== Yapılacaklar ==
A. Okuma parçasında "Daha önce de ifade edildiği gibi" sözleriyle başlayan paragrafı, temel bilgilerini koruyarak kısa maddeler hâlinde yeniden yazın.
B. Lütfen "overhead" dizgesini içeren satırların sayısını verin; büyük-küçük harf ayrımı dikkate alınır. Yalnızca sayıyı yazın.

== Okuma Parçası ==
2013 Yılı Verilerine Göre Dünya Üzerindeki Göçmen İşçi Sayılarının Cinsiyete Göre Dağılımı (%)[26]

Daha önce de ifade edildiği gibi insan ticareti yalnızca emeğin sömürüsü anlamına gelmemekte, kadınların ve çocukların cinsel sömürülerini de içermektedir. Birleşmiş Milletler’in (BM) Uyuşturucu ve Suçla Mücadele Organı (UNODC), 2008’deki insan ticaretiyle ilgili küresel raporunda, dünyada her yıl milyonlarca kişinin insan ticareti kurbanı olduğunu belirtmektedir. Bu ticaretin yaklaşık %79’u cinsel amaçlı insan ticaretidir.[27] Tarihte, kadın bedeninin cinsel sömürü aracı olarak kullanımıyla alakalı olan bu durum çok eskiye dayanmaktadır. Örneğin Eski Yunan’da kadın, erkekten daha az değerli olan bir varlık hükmündedir ve o dönemde fuhuş mesleğini icra eden kadınlar Aristoteles’in kölelerin efendileri için yararlı bir araç olduğu değerlendirmesinde olduğu gibi, erkeklerin cinsel gereksinimlerini karşılayan araçlar olarak görülmüşlerdir. Kadının ve çocukların cinsel sömürü aracı olarak kullanıldıkları bu rol, zamanla birtakım değişiklikler göstermiştir. Günümüzde her yaştan ve milletten kadın ve çocuk, ne yazık ki cinsel sömürü tehdidi ile karşı karşıya kalabilmektedir.

== Verilen Malzeme ==
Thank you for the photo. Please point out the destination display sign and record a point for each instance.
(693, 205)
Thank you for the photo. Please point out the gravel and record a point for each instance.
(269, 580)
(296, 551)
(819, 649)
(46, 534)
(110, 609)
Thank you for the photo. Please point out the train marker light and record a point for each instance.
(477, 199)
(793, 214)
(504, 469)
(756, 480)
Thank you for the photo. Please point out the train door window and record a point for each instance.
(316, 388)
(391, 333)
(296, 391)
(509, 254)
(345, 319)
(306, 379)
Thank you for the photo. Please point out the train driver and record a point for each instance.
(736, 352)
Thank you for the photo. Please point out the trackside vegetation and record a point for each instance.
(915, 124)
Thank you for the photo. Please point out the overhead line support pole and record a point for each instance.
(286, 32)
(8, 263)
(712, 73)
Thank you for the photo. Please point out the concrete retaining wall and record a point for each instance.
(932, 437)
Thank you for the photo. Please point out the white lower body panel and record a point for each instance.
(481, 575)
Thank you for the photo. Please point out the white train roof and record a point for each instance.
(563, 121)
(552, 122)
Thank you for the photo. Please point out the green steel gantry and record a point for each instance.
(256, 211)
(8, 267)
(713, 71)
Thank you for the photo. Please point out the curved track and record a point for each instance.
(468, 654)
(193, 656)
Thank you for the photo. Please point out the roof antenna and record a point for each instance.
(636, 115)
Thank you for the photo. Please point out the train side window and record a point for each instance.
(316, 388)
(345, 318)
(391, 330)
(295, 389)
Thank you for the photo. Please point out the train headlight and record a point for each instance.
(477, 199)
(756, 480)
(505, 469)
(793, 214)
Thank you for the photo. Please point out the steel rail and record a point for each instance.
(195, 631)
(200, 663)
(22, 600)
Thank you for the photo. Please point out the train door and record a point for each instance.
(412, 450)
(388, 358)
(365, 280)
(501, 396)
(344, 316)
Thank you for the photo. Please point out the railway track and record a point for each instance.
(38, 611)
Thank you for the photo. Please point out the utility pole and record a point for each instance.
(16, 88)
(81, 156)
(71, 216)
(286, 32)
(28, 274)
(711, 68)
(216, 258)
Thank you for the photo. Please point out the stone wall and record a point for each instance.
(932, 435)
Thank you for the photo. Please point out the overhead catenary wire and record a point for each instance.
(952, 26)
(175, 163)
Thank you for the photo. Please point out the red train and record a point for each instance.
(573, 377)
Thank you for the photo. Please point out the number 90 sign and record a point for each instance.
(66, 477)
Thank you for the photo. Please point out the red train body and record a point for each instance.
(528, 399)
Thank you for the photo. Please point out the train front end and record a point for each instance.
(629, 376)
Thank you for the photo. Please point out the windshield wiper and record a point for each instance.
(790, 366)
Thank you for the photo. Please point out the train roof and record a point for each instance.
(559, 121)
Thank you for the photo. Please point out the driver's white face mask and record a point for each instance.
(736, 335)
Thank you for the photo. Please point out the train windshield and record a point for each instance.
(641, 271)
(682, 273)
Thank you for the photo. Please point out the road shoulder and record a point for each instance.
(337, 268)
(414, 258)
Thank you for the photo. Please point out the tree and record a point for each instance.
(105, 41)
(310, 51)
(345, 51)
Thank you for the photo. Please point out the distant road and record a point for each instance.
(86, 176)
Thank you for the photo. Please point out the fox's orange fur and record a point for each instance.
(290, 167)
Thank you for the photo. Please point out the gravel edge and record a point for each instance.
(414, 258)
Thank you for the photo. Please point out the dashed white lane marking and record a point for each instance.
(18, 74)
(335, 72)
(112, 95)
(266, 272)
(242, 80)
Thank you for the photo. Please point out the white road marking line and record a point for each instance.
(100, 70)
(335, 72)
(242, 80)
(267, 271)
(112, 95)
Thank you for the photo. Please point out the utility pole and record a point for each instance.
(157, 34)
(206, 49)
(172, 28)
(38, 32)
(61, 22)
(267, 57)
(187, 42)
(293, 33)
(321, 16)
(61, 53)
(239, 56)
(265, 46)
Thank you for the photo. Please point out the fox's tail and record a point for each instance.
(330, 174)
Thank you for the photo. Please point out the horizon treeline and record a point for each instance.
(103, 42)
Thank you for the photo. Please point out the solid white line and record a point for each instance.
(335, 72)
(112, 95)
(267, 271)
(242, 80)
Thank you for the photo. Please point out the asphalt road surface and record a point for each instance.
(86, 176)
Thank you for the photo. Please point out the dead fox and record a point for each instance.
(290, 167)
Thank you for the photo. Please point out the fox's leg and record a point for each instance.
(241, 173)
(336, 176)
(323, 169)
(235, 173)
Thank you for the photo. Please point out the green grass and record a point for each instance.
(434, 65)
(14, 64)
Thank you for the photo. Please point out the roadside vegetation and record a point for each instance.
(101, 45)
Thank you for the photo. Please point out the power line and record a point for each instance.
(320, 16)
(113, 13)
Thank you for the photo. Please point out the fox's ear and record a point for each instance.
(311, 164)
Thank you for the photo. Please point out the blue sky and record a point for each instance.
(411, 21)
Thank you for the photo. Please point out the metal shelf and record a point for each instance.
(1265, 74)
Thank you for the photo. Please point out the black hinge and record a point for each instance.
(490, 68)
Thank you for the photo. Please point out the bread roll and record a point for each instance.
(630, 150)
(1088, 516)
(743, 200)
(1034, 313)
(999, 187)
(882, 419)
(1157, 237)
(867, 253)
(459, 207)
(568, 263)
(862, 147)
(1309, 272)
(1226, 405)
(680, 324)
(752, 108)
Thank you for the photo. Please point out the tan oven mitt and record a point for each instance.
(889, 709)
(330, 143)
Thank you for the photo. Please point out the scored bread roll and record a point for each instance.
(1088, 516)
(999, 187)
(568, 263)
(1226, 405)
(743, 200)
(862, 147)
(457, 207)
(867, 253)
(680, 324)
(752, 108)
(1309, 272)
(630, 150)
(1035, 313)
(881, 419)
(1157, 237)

== Alıştırma Cevapları ==
A.
- İnsan ticareti yalnızca emeğin sömürüsü değildir; kadınların ve çocukların cinsel sömürüsünü de kapsar.
- BM'nin Uyuşturucu ve Suçla Mücadele Organı (UNODC), 2008 tarihli küresel raporunda dünyada her yıl milyonlarca kişinin insan ticareti kurbanı olduğunu belirtmiştir.
- Bu ticaretin yaklaşık %79'u cinsel amaçlıdır.
- Kadın bedeninin cinsel sömürü aracı olarak kullanılması çok eskiye dayanır. Örneğin Eski Yunan'da kadın, erkekten daha az değerli bir varlık sayılmıştır. Fuhuş yapan kadınlar ise erkeklerin cinsel gereksinimlerini karşılayan araçlar olarak görülmüştür. Bu bakış, Aristoteles'in köleleri efendileri için yararlı bir araç olarak değerlendirmesine benzer.
- Kadınların ve çocukların bu rolü zamanla bazı değişiklikler göstermiştir.
- Günümüzde her yaştan ve milletten kadın ve çocuk cinsel sömürü tehdidiyle karşılaşabilmektedir.

B. 2